### Task description
Could you rewrite the material below as a JSON list of strings, one string per line, leaving out any blank lines?

### Data in this exercise
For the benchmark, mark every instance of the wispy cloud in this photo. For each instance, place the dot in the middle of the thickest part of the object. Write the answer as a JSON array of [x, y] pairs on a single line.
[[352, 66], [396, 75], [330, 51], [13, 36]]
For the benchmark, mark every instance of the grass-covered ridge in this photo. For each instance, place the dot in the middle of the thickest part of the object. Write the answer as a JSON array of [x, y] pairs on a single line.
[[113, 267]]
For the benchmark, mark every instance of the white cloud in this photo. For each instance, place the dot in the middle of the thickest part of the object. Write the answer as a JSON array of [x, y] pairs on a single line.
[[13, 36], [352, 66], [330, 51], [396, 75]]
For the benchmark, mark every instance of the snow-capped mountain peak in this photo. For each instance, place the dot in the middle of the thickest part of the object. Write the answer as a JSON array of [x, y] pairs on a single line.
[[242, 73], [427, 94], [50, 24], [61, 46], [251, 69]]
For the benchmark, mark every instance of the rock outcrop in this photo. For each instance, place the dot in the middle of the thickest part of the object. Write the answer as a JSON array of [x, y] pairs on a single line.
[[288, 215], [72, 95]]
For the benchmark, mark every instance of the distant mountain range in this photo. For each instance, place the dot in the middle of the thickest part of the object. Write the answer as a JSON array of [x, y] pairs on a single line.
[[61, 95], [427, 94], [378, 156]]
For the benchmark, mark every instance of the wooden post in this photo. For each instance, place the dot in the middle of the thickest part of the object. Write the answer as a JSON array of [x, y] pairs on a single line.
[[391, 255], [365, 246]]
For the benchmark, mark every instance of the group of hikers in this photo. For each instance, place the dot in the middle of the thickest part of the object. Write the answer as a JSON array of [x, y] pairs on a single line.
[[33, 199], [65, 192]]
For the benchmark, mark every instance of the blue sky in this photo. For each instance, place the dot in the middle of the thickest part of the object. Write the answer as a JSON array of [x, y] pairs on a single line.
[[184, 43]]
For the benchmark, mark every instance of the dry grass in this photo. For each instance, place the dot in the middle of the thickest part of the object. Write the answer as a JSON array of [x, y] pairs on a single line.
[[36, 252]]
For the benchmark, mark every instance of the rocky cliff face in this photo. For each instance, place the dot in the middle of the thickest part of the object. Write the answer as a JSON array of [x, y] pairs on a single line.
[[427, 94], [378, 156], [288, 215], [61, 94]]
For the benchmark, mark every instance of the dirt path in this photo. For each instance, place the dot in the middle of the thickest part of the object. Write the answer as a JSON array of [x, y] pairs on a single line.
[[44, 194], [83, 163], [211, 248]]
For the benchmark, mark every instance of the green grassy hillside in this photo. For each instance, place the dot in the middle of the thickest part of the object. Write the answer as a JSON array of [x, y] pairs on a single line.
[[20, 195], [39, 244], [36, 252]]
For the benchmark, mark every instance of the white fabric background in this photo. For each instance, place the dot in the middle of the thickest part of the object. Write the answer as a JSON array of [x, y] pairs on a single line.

### Finished answer
[
  "For the benchmark, mark every instance of the wispy cloud in this photo. For each instance, place the dot in the middle of the thickest part of the object. Write the answer as a JSON array of [x, y] pairs on a single line.",
  "[[352, 66], [396, 75], [330, 51], [13, 36]]",
  "For the benchmark, mark every instance of the grass-covered ridge in this photo. For each instance, place the dot in the middle of the thickest part of the object. Write the answer as a JSON array of [x, y] pairs on a single line.",
  "[[113, 267]]",
  "For the benchmark, mark every instance of the white cloud in this photo. For each instance, place the dot in the middle of the thickest part of the object. Write the answer as a JSON array of [x, y] pairs on a single line.",
  "[[13, 36], [352, 66], [330, 51], [396, 75]]",
  "For the benchmark, mark every instance of the snow-capped mountain peak in this photo. For each instance, place the dot in the middle of the thickest part of the object. Write the answer as a JSON array of [x, y] pairs on a single line.",
  "[[242, 73], [427, 94], [50, 24], [61, 46], [251, 69]]",
  "For the benchmark, mark every instance of the rock outcrop in this photo. For each instance, place the dot in the middle of the thickest part of the object. Write the answer as a JSON array of [x, y] pairs on a single line.",
  "[[288, 215], [72, 95]]",
  "For the benchmark, mark every instance of the distant mountain range in this photo. For each instance, place the dot in the middle of the thickest part of the object. Write the answer as a JSON array of [x, y] pairs on a single line.",
  "[[61, 95], [427, 94], [378, 156]]",
  "For the benchmark, mark every instance of the wooden post in this photo. For each instance, place the dot in the middle of the thickest part of the object. Write the answer as a JSON array of [x, y] pairs on a single line.",
  "[[391, 255], [365, 246]]",
  "For the benchmark, mark every instance of the group of hikers in this photo. For each instance, place the dot in the middle of the thickest part of the object. Write the answer as a JSON array of [x, y] pairs on a single line.",
  "[[33, 199], [65, 192]]",
  "For the benchmark, mark every instance of the blue sky in this photo. For each instance, place the dot in the middle of the thickest part of the object. Write the answer as a JSON array of [x, y] pairs on a single line.",
  "[[184, 43]]",
  "For the benchmark, mark every instance of the dry grass in this photo. For each instance, place the dot in the middle of the thickest part of the object. Write the answer as a JSON array of [x, y] pairs on a single line.",
  "[[36, 252]]",
  "For the benchmark, mark every instance of the rocky cliff face in this photo. For each instance, place the dot in the middle of the thickest part of the object. Write the answer as a JSON array of [x, y] pairs on a single line.",
  "[[427, 94], [378, 156], [288, 215], [61, 94]]",
  "For the benchmark, mark every instance of the dirt path in this photo. For each instance, place the dot in the middle of the thickest part of the object. Write the answer as a JSON array of [x, y] pairs on a single line.",
  "[[44, 194], [83, 163], [211, 248]]",
  "For the benchmark, mark every instance of the green grassy hillside in this photo. For each instance, place the dot in the middle of the thickest part of the object. Write the answer as a JSON array of [x, y] pairs on a single line.",
  "[[20, 195], [39, 244], [36, 252]]",
  "For the benchmark, mark every instance of the white fabric background in this photo. For each instance, place the dot in the middle of the thickest part of the object. Write the answer as a JSON array of [x, y] pairs on a single line."
]